**What you have to do**
Send back all of the records, each one exactly as written.

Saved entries
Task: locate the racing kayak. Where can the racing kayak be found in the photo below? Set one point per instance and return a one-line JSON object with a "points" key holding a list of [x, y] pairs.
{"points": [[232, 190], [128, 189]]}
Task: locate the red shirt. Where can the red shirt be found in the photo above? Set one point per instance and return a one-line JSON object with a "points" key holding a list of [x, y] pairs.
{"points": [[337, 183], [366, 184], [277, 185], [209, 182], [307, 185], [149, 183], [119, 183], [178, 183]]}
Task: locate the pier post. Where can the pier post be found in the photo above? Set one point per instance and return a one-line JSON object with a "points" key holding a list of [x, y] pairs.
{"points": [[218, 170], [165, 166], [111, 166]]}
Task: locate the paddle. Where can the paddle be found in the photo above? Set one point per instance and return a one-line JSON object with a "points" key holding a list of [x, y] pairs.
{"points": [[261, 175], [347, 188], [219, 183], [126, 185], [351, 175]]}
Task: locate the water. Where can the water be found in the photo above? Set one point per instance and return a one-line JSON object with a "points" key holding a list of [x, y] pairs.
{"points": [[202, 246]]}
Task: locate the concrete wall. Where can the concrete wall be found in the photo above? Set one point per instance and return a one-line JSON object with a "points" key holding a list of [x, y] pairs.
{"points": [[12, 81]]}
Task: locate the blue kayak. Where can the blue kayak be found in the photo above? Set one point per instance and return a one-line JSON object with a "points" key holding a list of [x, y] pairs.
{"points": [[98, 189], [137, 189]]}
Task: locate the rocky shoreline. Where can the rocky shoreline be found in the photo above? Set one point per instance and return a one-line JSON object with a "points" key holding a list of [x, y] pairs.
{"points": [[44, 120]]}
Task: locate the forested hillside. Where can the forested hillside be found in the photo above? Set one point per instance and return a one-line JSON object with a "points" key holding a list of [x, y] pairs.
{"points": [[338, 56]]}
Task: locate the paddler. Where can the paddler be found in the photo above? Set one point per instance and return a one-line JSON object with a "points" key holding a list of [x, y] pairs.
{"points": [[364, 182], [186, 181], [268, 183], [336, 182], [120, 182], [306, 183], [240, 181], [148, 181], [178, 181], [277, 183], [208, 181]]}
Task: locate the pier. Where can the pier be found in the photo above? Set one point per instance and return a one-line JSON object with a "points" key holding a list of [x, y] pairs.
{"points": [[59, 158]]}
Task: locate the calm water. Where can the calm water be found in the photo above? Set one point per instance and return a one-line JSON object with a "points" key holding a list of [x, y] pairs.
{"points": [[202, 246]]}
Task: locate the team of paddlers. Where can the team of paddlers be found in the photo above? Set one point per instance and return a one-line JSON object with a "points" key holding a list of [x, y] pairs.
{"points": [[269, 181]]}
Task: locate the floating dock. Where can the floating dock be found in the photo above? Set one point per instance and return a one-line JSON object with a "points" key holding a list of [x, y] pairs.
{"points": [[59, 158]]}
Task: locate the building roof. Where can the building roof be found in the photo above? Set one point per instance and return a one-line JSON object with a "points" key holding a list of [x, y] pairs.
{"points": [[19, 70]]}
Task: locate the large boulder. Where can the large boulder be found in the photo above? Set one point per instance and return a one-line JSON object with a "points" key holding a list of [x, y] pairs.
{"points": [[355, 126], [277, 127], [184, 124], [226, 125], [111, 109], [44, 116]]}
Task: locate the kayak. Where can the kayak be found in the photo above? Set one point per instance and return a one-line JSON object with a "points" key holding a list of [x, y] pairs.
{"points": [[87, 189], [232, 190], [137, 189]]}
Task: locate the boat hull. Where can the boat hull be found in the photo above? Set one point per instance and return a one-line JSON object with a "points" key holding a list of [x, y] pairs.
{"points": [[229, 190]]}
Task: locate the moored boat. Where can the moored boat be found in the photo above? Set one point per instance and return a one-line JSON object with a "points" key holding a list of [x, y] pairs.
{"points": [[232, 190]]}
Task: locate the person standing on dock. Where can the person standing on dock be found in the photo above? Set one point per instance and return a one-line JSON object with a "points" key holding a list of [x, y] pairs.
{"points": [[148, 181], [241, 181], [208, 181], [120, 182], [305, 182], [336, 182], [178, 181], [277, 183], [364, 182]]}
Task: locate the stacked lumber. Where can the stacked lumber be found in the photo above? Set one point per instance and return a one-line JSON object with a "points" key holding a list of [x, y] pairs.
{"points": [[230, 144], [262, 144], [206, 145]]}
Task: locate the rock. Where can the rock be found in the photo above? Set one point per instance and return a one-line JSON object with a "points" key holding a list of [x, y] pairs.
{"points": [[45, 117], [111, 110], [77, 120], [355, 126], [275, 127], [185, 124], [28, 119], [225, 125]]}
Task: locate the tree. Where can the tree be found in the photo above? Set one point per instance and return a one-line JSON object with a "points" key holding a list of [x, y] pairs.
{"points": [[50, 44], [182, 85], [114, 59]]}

**Your solution**
Task: locate the racing kayak. Where can the racing kayak be found in the photo below? Set one point per instance and return a one-line JSON object with a "points" key holding a list of [x, y] pairs.
{"points": [[232, 190], [128, 189]]}
Task: locate the red shirt. Where can the red shirt be found in the photo above? Set one point per instance and return a one-line JSON object with a "points" key holding a list of [x, y] pairs.
{"points": [[337, 183], [366, 184], [277, 185], [209, 182], [307, 185], [149, 183], [119, 183], [178, 183]]}
Task: locate the pier post. Where can the pier post be found in the photo above? Set one point per instance and return a one-line JSON object with a "points" key holding a list of [x, y] pairs.
{"points": [[218, 170], [165, 166], [111, 166]]}
Task: locate the paddle. Where can the paddle be found in the photo above? Set one point per instance and return a one-line JSON object with a "points" key holding a list of [x, y] pairs.
{"points": [[261, 175], [347, 188], [219, 183], [126, 185], [351, 175]]}
Task: locate the water. Where can the water be found in the photo above? Set one point per instance and return a one-line JSON object with a "points" key holding a list of [x, y] pairs.
{"points": [[202, 246]]}
Task: locate the concrete wall. Where can the concrete wall be found in the photo above? Set one point per instance and return a one-line JSON object with a "points" key holding a list of [x, y] pairs.
{"points": [[12, 81]]}
Task: locate the blue kayak. Where can the blue kayak be found in the photo above? Set one point per instance and return a one-line JSON object with a "points" key holding a list of [x, y] pairs.
{"points": [[98, 189], [137, 189]]}
Task: locate the rocky shoreline. Where can the rocky shoreline be found in the photo above? Set one point per instance and return a one-line JSON object with a "points" key holding a list of [x, y] pairs.
{"points": [[44, 120]]}
Task: locate the forested hillside. Where can the forested hillside be found in the photo above? Set one point per instance and return a one-line JSON object with a "points" key holding a list of [x, y] pairs.
{"points": [[338, 56]]}
Task: locate the paddler. Where can the paddler be found in the photo above? Set one point per instance and return a one-line JSON object with a "points" key holding a list of [x, y] pairs.
{"points": [[364, 182], [186, 181], [268, 183], [336, 182], [120, 182], [306, 183], [240, 181], [148, 181], [178, 181], [277, 183], [208, 181]]}
Task: locate the pier. Where can the pier be found in the photo above? Set one point per instance and return a one-line JSON object with a "points" key holding a list of [x, y] pairs.
{"points": [[59, 158]]}
Task: locate the calm water. Where can the calm water be found in the photo above? Set one point per instance and return a one-line JSON object with a "points" key holding a list of [x, y] pairs.
{"points": [[202, 246]]}
Task: locate the team of paddlers. Where can the team of paddlers be found in the photo above? Set one point per instance and return a one-line JSON object with a "points" key holding a list of [x, y] pairs.
{"points": [[269, 181]]}
Task: locate the floating dock. Where can the floating dock be found in the photo above? Set one point per instance and return a one-line JSON object with a "points" key holding a list of [x, y] pairs.
{"points": [[59, 158]]}
Task: locate the building roof. Where can the building roof be found in the photo above? Set one point per instance and return a one-line JSON object with a "points" key holding a list of [x, y] pairs.
{"points": [[19, 70]]}
Task: locate the large boulder. Where can the large boulder be found in the photo above? Set one point per instance and return a one-line JSON object with a "points" key holding a list of [x, y] pairs.
{"points": [[355, 126], [277, 127], [184, 124], [226, 125], [111, 109], [44, 116]]}
Task: locate the kayak. Where can the kayak be found in the photo above? Set one point per instance and return a one-line JSON object with a "points" key holding a list of [x, y] pairs.
{"points": [[87, 189], [232, 190], [137, 189]]}
Task: locate the boat hull. Where can the boat hull be found in the photo above? Set one point per instance and return a one-line JSON object with a "points" key holding a list of [x, y] pairs.
{"points": [[229, 190]]}
Task: locate the moored boat. Where can the moored boat be found in the photo above? Set one point per instance and return a one-line JSON object with a "points" key holding a list of [x, y] pairs.
{"points": [[232, 190]]}
Task: locate the person standing on dock. Where can the person standing on dock be found in the photo above? Set one point per instance and return a one-line JSON object with a "points" key holding a list of [x, y] pairs.
{"points": [[148, 181], [241, 181], [208, 181], [120, 182], [305, 182], [336, 182], [178, 181], [277, 183], [364, 182]]}
Task: locate the stacked lumber. Where can the stacked lumber be found in the photo above? Set one point per instance and return a one-line JSON object with a "points" key holding a list of [x, y] pairs.
{"points": [[230, 144], [262, 144], [206, 145]]}
Task: locate the rock. Where can the rock be found in the photo above? Set one point per instance and return a one-line JSON object with a "points" key holding a list of [x, y] pairs.
{"points": [[45, 117], [111, 110], [77, 120], [355, 126], [275, 127], [185, 124], [28, 119], [225, 125]]}
Task: locate the tree. Where can the tree be found in the photo above? Set one point per instance and return a one-line JSON object with a "points" key holding a list of [x, y] pairs.
{"points": [[50, 44], [182, 85], [114, 59]]}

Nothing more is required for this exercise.